## BEGIN Dataset
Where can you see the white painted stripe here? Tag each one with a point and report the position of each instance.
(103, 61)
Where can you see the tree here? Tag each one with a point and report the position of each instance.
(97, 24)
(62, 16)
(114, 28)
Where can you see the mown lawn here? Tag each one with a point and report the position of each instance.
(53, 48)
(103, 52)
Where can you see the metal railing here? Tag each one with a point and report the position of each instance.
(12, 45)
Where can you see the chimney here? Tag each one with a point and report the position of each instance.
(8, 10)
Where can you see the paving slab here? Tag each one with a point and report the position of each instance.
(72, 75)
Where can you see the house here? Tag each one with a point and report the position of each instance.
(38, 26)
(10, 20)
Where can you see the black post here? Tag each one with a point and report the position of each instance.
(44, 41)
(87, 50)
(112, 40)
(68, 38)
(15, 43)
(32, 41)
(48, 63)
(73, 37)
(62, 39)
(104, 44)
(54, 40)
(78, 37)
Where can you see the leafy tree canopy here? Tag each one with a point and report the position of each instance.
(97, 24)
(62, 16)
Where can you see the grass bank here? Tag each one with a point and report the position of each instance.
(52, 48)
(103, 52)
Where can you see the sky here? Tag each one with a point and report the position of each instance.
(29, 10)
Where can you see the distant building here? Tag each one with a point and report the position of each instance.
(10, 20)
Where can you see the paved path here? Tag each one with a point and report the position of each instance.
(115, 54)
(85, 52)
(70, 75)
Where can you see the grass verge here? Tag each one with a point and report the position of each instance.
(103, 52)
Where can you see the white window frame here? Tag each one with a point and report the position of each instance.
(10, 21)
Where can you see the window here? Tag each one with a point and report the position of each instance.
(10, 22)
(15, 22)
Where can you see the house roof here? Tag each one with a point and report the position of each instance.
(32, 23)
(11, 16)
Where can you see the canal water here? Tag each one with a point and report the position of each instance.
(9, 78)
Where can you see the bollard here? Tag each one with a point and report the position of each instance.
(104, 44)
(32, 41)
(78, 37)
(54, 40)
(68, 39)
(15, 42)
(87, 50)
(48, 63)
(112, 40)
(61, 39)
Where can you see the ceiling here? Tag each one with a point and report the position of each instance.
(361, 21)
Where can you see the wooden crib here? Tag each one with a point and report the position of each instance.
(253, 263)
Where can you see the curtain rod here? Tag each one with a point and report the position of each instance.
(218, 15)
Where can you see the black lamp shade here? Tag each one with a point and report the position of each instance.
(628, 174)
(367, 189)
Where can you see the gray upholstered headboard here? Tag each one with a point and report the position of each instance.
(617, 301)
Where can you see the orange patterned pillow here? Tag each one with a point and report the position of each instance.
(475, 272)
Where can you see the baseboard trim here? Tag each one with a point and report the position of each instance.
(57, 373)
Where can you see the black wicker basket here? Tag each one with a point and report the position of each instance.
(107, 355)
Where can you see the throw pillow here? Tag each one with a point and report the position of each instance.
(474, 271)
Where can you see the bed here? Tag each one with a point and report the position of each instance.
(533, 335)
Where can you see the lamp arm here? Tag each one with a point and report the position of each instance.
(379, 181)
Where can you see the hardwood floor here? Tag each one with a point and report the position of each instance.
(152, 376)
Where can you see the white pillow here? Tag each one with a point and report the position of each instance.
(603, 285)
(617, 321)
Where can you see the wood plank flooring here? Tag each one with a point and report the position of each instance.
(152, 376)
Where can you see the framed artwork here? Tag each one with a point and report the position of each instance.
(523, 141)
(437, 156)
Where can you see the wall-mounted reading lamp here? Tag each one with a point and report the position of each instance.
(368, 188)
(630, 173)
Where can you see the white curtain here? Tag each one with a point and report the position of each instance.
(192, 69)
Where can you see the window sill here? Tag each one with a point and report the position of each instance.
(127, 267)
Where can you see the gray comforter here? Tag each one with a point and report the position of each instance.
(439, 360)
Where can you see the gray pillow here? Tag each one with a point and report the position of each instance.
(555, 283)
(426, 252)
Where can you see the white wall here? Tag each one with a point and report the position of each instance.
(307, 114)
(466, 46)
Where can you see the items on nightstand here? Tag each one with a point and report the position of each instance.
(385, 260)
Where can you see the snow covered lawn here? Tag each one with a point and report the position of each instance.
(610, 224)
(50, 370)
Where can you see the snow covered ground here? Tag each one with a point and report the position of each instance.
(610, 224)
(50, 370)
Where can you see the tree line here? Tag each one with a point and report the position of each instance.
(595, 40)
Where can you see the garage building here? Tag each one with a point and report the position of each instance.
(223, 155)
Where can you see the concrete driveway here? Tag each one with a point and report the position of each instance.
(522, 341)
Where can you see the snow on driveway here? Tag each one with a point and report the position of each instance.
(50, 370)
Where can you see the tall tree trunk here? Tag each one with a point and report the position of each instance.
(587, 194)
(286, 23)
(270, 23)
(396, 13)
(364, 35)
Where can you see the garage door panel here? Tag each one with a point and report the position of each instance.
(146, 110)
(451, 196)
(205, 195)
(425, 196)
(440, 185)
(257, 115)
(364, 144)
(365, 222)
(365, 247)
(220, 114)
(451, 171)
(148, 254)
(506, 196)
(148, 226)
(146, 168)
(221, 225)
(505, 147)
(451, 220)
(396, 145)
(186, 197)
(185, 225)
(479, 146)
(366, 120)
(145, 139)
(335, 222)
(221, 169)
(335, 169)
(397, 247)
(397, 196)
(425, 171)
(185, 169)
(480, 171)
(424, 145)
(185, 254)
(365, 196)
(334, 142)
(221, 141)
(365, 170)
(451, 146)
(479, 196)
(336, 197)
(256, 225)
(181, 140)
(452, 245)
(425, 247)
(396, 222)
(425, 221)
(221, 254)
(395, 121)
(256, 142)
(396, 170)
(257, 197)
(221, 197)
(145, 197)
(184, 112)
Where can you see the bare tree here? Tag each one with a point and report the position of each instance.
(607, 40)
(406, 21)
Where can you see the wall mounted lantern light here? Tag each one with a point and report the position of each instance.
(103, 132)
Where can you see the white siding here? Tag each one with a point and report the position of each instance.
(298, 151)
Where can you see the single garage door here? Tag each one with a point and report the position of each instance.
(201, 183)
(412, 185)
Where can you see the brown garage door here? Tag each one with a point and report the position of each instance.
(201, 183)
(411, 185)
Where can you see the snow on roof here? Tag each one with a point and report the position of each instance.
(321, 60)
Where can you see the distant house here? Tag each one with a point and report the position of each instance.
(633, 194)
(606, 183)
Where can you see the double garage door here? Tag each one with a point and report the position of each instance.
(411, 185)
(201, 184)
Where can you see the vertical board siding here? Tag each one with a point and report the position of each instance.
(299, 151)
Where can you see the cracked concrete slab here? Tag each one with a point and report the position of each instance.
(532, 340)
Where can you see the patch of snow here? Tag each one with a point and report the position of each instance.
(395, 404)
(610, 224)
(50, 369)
## END Dataset
### [Objective]
Please render every line of the listing above as a Markdown table with two columns, Row for the line's number and Line for its text, leaving out blank lines.

### [Response to this task]
| Row | Line |
|---|---|
| 1 | Where can you see the white painted stripe here? Tag each one with a point and report the position of each instance. |
| 2 | (103, 61) |
| 3 | Where can you see the tree here? Tag each one with a point and report the position of each instance. |
| 4 | (97, 24) |
| 5 | (62, 16) |
| 6 | (114, 28) |
| 7 | Where can you see the mown lawn here? Tag each one with a point and report the position of each instance. |
| 8 | (53, 48) |
| 9 | (103, 52) |
| 10 | Where can you see the metal railing here? Tag each one with a point and report the position of each instance. |
| 11 | (12, 45) |
| 12 | Where can you see the chimney here? Tag each one with a point and report the position of each instance. |
| 13 | (8, 10) |
| 14 | Where can you see the paving slab here? Tag each one with a point and report the position of each instance. |
| 15 | (72, 75) |
| 16 | Where can you see the house here? Tag each one with a point and report the position of each instance. |
| 17 | (38, 26) |
| 18 | (10, 20) |
| 19 | Where can you see the black post here? Tag each one with a point and report the position of each instance. |
| 20 | (44, 41) |
| 21 | (87, 50) |
| 22 | (112, 40) |
| 23 | (68, 38) |
| 24 | (15, 43) |
| 25 | (32, 41) |
| 26 | (48, 63) |
| 27 | (73, 37) |
| 28 | (62, 39) |
| 29 | (104, 44) |
| 30 | (54, 40) |
| 31 | (78, 37) |
| 32 | Where can you see the leafy tree canopy here? Tag each one with a point and report the position of each instance. |
| 33 | (97, 24) |
| 34 | (62, 16) |
| 35 | Where can you see the grass bank here? Tag each one with a point and report the position of each instance. |
| 36 | (52, 48) |
| 37 | (103, 52) |
| 38 | Where can you see the sky here? Tag each one with a point and report the position of each instance. |
| 39 | (29, 10) |
| 40 | Where can you see the distant building here? Tag each one with a point and report the position of each instance. |
| 41 | (10, 20) |
| 42 | Where can you see the paved path here? Tag each one with a point and report the position of each instance. |
| 43 | (115, 54) |
| 44 | (85, 52) |
| 45 | (70, 75) |
| 46 | Where can you see the grass verge here? Tag each one with a point and report the position of each instance. |
| 47 | (103, 52) |
| 48 | Where can you see the white window frame here? Tag each one with a point and report the position of each instance. |
| 49 | (10, 21) |
| 50 | Where can you see the window here? Tag each one with a point and report the position of each instance. |
| 51 | (10, 22) |
| 52 | (15, 22) |
| 53 | Where can you see the house roof here? Tag each one with a point and report the position of each instance. |
| 54 | (32, 23) |
| 55 | (11, 16) |
| 56 | Where can you see the canal water here? Tag each one with a point and report the position of each instance. |
| 57 | (9, 78) |
| 58 | Where can you see the bollard here? Tag each one with a point and report the position of each instance. |
| 59 | (104, 44) |
| 60 | (32, 41) |
| 61 | (78, 37) |
| 62 | (54, 40) |
| 63 | (68, 39) |
| 64 | (15, 42) |
| 65 | (87, 50) |
| 66 | (48, 63) |
| 67 | (112, 40) |
| 68 | (61, 39) |
| 69 | Where can you see the ceiling here? Tag each one with a point and report the position of each instance. |
| 70 | (361, 21) |
| 71 | Where can you see the wooden crib here? Tag each one with a point and report the position of each instance. |
| 72 | (253, 263) |
| 73 | Where can you see the curtain rod here? Tag each one with a point and report the position of each instance. |
| 74 | (218, 15) |
| 75 | Where can you see the black lamp shade here? Tag each one with a point and report the position of each instance. |
| 76 | (628, 174) |
| 77 | (367, 189) |
| 78 | Where can you see the gray upholstered headboard here? Tag each one with a point and report the position of each instance. |
| 79 | (617, 301) |
| 80 | Where can you see the orange patterned pillow here? Tag each one with a point and report the position of each instance. |
| 81 | (475, 272) |
| 82 | Where can you see the baseboard trim here? Tag each one with a point and report the position of each instance. |
| 83 | (57, 373) |
| 84 | Where can you see the black wicker basket here? Tag each one with a point and report the position of each instance. |
| 85 | (107, 355) |
| 86 | Where can you see the throw pillow here? Tag each one with a point and report the position of each instance. |
| 87 | (474, 271) |
| 88 | Where can you see the bed here? Tag each one with a point and report the position of each instance. |
| 89 | (533, 335) |
| 90 | Where can you see the lamp arm here? Tag each one with a point and report the position of each instance. |
| 91 | (379, 181) |
| 92 | Where can you see the hardwood floor here? Tag each one with a point and report the position of each instance. |
| 93 | (152, 376) |
| 94 | Where can you see the white pillow here? Tag each one with a point and report the position of each instance. |
| 95 | (603, 285) |
| 96 | (617, 321) |
| 97 | Where can you see the wood plank flooring here? Tag each one with a point and report the position of each instance. |
| 98 | (152, 376) |
| 99 | Where can you see the framed artwork here? Tag each one with a point and report the position of each instance. |
| 100 | (523, 141) |
| 101 | (437, 156) |
| 102 | Where can you see the wall-mounted reading lamp here? Tag each one with a point and report the position of each instance. |
| 103 | (368, 188) |
| 104 | (630, 173) |
| 105 | Where can you see the white curtain here? Tag each one with a point and report the position of each instance. |
| 106 | (192, 69) |
| 107 | Where can you see the window sill here? Tag each one with a point and report the position of each instance. |
| 108 | (127, 267) |
| 109 | Where can you see the gray comforter here? Tag each one with a point and report the position of each instance. |
| 110 | (439, 360) |
| 111 | Where can you see the gray pillow here? Tag each one with a point and report the position of each instance. |
| 112 | (555, 283) |
| 113 | (426, 252) |
| 114 | Where can you see the white wall here? Tag each one with a point and report the position of each instance. |
| 115 | (307, 114) |
| 116 | (466, 46) |
| 117 | Where can you see the items on nightstand here? Tag each one with a point and report the position of each instance. |
| 118 | (385, 260) |
| 119 | Where can you see the snow covered lawn here? Tag each one with a point and report the position of each instance. |
| 120 | (610, 224) |
| 121 | (50, 370) |
| 122 | Where can you see the snow covered ground here? Tag each one with a point and report the position of each instance. |
| 123 | (610, 224) |
| 124 | (50, 370) |
| 125 | Where can you see the tree line here? Tag each one with a point and report the position of each instance. |
| 126 | (595, 40) |
| 127 | Where can you see the garage building here? Tag each one with a point and report the position of each instance. |
| 128 | (223, 155) |
| 129 | Where can you see the concrete driveway here? Tag each one with a point and report the position of each instance. |
| 130 | (522, 341) |
| 131 | Where can you see the snow on driveway here? Tag each one with a point and report the position of each instance. |
| 132 | (50, 370) |
| 133 | Where can you see the tall tree trunk here? Tag each one with a point and report the position of each instance. |
| 134 | (587, 194) |
| 135 | (286, 23) |
| 136 | (270, 23) |
| 137 | (396, 13) |
| 138 | (364, 35) |
| 139 | Where can you see the garage door panel here? Tag each one with a point and report the position of each instance. |
| 140 | (146, 110) |
| 141 | (451, 196) |
| 142 | (205, 195) |
| 143 | (425, 196) |
| 144 | (440, 185) |
| 145 | (257, 115) |
| 146 | (364, 144) |
| 147 | (365, 222) |
| 148 | (365, 247) |
| 149 | (220, 114) |
| 150 | (451, 171) |
| 151 | (148, 254) |
| 152 | (506, 196) |
| 153 | (148, 226) |
| 154 | (146, 168) |
| 155 | (221, 225) |
| 156 | (505, 147) |
| 157 | (451, 220) |
| 158 | (396, 145) |
| 159 | (186, 197) |
| 160 | (185, 225) |
| 161 | (479, 146) |
| 162 | (366, 120) |
| 163 | (145, 139) |
| 164 | (335, 222) |
| 165 | (221, 169) |
| 166 | (335, 169) |
| 167 | (397, 247) |
| 168 | (397, 196) |
| 169 | (425, 171) |
| 170 | (185, 169) |
| 171 | (480, 171) |
| 172 | (424, 145) |
| 173 | (185, 254) |
| 174 | (365, 196) |
| 175 | (334, 142) |
| 176 | (221, 141) |
| 177 | (365, 170) |
| 178 | (451, 146) |
| 179 | (479, 196) |
| 180 | (336, 197) |
| 181 | (256, 225) |
| 182 | (181, 140) |
| 183 | (452, 245) |
| 184 | (425, 247) |
| 185 | (396, 222) |
| 186 | (425, 221) |
| 187 | (221, 254) |
| 188 | (395, 121) |
| 189 | (256, 142) |
| 190 | (396, 170) |
| 191 | (257, 197) |
| 192 | (221, 197) |
| 193 | (145, 197) |
| 194 | (184, 112) |
| 195 | Where can you see the bare tree here? Tag each one with a point and report the position of each instance. |
| 196 | (607, 40) |
| 197 | (406, 21) |
| 198 | Where can you see the wall mounted lantern light here? Tag each one with a point and report the position of each instance. |
| 199 | (103, 132) |
| 200 | Where can you see the white siding here? Tag each one with a point and report the position of each instance. |
| 201 | (298, 151) |
| 202 | Where can you see the single garage door here? Tag each one with a point and report the position of each instance. |
| 203 | (201, 183) |
| 204 | (412, 185) |
| 205 | Where can you see the brown garage door here? Tag each one with a point and report the position of each instance. |
| 206 | (201, 183) |
| 207 | (411, 185) |
| 208 | Where can you see the snow on roof here? Tag each one with a point and report the position of each instance. |
| 209 | (321, 60) |
| 210 | Where can you see the distant house here? Tag each one with a point and report the position of each instance. |
| 211 | (633, 194) |
| 212 | (606, 183) |
| 213 | Where can you see the double garage door here? Tag each one with a point and report the position of each instance. |
| 214 | (411, 185) |
| 215 | (201, 184) |
| 216 | Where can you see the vertical board siding here? Tag each one with a point and report the position of each instance. |
| 217 | (299, 151) |
| 218 | Where can you see the cracked concrete slab here? Tag each one with a point and report the position of each instance. |
| 219 | (532, 340) |
| 220 | Where can you see the patch of snow here? Tag each one with a point and report the position of each instance. |
| 221 | (395, 404) |
| 222 | (610, 224) |
| 223 | (50, 369) |